§ **Document section**
------
There are a million statements that can be used to attack the opposition as a way of avoiding the issues. This is a clever ploy because it diverts attention from the argument and directly hurts the other person, who immediately goes into a defensive mode. The person who is attacked could have had an excellent point before this tactic was employed but the point is soon forgotten because the argument switches to an evaluation of one person’s character.


Win or Lose

Argumentation is a true challenge in life and one of the best ways to learn about new points of view. However, it is important to be able to learn from a healthy discussion without believing that there is only one right answer or conclusion to any topic presented. Arguments can be dangerous if they turn into a “win or lose” situation. If we care about the people who are involved in the discussion, we would not want them to feel like that they have “lost.” Why would we want this pain inflicted on another human being? The most compassionate arguers know how to end a discussion without having its conclusion appear as a “loss” by one of the participants.
------
§ **Record extracts**
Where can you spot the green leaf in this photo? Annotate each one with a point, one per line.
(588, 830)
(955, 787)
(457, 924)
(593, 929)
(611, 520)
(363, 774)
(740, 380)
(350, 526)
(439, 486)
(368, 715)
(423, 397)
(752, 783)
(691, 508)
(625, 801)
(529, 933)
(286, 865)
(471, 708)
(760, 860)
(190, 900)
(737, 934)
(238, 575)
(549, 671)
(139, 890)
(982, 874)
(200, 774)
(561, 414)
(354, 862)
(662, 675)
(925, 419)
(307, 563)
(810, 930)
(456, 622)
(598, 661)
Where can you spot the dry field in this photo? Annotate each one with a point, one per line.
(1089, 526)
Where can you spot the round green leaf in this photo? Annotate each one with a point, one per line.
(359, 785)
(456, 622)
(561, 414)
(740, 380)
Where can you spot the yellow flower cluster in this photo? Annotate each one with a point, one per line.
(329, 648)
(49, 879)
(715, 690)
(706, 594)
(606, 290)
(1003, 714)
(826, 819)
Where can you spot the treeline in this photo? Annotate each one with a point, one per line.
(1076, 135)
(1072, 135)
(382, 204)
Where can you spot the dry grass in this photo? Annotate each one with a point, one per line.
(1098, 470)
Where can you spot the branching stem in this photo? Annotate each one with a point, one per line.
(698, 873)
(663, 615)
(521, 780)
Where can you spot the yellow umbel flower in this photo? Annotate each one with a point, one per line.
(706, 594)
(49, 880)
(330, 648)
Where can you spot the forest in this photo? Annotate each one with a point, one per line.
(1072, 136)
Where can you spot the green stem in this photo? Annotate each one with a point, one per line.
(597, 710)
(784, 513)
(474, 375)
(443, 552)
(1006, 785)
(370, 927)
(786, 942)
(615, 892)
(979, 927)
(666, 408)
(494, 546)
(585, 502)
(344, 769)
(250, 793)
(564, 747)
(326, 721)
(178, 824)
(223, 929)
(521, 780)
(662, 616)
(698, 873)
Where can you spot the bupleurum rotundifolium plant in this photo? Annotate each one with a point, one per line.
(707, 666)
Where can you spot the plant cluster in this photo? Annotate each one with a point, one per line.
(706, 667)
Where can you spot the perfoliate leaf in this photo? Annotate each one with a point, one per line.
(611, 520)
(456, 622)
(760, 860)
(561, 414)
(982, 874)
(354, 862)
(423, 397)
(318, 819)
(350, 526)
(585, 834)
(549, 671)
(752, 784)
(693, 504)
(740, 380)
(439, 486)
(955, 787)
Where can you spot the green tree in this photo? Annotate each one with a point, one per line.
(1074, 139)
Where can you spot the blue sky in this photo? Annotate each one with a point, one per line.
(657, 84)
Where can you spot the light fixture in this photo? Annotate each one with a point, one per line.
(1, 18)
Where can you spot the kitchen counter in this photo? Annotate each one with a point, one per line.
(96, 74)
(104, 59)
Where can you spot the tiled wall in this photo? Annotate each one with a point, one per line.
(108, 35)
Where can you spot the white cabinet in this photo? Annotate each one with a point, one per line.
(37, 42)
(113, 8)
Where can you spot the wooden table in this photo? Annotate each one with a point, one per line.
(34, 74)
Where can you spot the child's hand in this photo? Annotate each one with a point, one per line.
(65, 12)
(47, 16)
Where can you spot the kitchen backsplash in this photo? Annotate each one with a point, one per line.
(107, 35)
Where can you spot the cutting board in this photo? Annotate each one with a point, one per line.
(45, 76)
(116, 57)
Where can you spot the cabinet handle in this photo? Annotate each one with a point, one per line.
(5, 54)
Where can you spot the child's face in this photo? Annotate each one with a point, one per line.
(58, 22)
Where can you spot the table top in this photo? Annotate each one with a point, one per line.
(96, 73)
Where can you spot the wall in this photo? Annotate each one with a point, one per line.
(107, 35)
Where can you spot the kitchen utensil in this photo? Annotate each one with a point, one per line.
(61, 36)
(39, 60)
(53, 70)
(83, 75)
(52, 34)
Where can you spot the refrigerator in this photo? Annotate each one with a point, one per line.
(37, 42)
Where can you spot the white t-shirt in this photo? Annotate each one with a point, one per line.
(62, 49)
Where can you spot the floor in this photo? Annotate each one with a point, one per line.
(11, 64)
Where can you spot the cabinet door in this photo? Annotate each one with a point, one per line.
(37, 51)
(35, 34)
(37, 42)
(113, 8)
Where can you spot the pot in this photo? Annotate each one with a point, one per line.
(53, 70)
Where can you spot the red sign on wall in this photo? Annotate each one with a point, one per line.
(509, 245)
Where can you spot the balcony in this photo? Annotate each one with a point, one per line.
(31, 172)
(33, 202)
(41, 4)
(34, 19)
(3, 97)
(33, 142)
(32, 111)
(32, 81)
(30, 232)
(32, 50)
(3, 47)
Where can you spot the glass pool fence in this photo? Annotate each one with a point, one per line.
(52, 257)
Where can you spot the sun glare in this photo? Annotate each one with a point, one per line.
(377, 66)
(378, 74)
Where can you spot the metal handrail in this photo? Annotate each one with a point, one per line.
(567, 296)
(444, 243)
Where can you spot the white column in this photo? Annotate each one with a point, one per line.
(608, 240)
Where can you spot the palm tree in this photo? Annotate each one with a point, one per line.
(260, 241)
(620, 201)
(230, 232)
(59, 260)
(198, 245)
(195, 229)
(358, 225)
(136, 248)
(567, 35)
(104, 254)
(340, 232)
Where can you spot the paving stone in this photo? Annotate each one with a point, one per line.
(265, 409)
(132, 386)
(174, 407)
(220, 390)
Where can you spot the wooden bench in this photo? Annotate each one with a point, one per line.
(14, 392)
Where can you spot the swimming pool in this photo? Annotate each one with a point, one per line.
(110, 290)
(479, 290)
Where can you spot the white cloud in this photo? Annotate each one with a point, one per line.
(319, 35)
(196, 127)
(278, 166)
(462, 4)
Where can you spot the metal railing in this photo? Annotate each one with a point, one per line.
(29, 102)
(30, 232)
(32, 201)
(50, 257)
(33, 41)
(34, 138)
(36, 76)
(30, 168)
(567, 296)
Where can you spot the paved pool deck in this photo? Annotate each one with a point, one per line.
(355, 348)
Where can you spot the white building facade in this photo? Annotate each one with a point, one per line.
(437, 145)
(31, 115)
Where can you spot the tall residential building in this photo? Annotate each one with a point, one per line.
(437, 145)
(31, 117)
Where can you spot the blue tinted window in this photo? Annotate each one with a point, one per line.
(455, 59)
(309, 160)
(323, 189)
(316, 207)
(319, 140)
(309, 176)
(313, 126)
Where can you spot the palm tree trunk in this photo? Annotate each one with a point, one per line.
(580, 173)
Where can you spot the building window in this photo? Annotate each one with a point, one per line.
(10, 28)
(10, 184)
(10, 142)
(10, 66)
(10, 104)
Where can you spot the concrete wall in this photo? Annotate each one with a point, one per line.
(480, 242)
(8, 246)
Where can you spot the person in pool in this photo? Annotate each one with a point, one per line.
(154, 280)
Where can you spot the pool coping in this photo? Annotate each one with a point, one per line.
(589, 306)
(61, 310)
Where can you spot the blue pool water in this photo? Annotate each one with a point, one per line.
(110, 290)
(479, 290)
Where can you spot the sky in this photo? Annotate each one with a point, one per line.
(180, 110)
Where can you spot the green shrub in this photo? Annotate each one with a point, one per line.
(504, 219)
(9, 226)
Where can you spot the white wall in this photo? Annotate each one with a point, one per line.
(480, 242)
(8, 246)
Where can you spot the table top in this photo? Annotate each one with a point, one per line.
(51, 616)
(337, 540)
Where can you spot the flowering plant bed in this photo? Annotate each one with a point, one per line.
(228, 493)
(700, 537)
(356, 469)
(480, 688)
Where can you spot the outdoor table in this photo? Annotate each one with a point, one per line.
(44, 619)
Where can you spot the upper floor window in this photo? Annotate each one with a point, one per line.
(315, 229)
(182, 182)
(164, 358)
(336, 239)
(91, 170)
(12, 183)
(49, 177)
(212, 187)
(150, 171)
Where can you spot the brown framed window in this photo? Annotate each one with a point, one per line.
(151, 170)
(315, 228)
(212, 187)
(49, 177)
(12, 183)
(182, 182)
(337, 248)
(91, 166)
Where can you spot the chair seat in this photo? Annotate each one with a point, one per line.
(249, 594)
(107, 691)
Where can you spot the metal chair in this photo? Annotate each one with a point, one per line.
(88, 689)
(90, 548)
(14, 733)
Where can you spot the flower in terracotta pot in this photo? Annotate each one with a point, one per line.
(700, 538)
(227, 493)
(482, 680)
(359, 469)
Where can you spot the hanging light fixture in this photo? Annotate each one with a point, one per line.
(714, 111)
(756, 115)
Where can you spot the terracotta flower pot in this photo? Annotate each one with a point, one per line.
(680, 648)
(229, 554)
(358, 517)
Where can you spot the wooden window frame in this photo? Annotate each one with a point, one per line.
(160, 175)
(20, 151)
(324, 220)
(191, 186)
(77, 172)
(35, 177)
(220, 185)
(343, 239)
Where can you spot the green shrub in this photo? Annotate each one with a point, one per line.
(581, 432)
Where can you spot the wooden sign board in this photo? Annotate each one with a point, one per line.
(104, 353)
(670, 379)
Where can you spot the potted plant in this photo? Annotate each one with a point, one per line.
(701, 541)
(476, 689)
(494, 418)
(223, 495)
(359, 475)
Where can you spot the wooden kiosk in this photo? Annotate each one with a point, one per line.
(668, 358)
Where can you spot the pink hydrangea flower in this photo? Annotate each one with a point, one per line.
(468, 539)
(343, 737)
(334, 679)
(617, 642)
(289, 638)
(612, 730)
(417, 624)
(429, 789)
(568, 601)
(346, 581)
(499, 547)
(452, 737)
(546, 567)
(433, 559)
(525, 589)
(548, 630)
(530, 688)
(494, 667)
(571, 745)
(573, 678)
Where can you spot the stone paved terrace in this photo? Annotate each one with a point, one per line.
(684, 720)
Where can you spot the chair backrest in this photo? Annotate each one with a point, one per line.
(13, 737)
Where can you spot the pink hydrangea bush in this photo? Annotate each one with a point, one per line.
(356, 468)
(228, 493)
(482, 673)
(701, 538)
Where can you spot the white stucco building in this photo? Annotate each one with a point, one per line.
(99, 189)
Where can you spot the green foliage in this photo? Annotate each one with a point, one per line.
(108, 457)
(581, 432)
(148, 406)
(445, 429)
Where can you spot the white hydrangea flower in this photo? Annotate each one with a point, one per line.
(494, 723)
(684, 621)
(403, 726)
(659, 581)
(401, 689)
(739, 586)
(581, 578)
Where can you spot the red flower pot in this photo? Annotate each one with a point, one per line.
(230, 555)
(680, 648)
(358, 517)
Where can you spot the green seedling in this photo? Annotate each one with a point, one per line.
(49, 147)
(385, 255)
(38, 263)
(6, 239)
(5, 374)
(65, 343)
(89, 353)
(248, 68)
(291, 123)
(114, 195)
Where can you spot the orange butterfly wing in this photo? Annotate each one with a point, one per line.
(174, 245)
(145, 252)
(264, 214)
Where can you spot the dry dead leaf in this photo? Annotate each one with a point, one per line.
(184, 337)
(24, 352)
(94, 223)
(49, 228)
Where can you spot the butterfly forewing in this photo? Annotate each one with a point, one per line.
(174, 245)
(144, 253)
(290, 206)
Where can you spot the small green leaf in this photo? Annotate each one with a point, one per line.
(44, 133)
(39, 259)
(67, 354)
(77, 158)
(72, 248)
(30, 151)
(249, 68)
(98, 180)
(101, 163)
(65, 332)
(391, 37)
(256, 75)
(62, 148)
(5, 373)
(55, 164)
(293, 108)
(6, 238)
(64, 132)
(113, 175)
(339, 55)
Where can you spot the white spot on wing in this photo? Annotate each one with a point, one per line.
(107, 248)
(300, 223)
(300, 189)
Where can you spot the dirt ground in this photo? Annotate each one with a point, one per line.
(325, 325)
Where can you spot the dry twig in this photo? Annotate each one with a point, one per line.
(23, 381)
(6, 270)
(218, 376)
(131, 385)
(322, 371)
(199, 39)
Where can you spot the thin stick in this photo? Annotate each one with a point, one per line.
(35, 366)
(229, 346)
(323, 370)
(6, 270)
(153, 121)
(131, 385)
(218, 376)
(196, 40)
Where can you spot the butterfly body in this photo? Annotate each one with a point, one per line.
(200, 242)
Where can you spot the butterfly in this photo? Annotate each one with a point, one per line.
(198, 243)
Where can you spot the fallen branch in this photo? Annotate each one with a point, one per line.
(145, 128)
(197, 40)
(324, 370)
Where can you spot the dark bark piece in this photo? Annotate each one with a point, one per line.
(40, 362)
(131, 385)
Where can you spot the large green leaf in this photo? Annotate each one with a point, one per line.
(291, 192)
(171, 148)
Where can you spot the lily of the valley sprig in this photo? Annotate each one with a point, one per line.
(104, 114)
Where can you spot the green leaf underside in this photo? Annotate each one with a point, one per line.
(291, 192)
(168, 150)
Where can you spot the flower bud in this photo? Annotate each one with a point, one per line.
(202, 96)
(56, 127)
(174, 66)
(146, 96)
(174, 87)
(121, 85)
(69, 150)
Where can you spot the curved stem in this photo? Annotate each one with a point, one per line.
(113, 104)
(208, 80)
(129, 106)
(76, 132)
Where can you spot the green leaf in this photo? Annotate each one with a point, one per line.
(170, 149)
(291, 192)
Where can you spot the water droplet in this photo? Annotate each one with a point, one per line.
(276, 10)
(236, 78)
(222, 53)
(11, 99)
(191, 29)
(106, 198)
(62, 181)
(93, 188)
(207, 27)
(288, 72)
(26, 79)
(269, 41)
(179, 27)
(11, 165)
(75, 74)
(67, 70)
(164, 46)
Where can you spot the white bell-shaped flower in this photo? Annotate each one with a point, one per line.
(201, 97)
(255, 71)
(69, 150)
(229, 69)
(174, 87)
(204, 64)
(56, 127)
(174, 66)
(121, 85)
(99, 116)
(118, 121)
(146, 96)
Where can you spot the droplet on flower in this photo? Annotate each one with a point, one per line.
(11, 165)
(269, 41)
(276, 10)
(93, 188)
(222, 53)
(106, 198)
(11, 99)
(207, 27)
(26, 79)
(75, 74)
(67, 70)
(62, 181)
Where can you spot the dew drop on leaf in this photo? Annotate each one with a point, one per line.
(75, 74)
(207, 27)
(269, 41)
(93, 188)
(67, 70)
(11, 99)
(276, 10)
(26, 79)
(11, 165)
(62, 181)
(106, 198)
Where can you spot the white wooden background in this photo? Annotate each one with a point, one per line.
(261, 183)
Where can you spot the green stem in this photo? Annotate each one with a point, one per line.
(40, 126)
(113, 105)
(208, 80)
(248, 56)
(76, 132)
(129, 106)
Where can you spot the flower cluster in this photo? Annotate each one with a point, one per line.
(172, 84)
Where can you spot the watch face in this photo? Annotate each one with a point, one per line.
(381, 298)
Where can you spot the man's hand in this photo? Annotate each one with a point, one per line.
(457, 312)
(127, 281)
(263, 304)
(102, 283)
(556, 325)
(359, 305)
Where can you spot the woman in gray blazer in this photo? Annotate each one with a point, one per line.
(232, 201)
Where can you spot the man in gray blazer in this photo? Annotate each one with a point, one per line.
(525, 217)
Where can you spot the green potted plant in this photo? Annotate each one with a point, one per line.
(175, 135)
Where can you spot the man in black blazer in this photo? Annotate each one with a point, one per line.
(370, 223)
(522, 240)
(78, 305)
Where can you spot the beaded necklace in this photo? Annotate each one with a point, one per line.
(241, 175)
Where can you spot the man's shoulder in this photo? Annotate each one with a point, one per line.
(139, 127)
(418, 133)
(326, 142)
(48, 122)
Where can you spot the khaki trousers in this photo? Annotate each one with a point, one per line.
------
§ **Work order**
Repeat word for word the part of the passage about arguing that starts with "There are a" and goes on through "one person’s character.".

§ **Task solution**
There are a million statements that can be used to attack the opposition as a way of avoiding the issues. This is a clever ploy because it diverts attention from the argument and directly hurts the other person, who immediately goes into a defensive mode. The person who is attacked could have had an excellent point before this tactic was employed but the point is soon forgotten because the argument switches to an evaluation of one person’s character.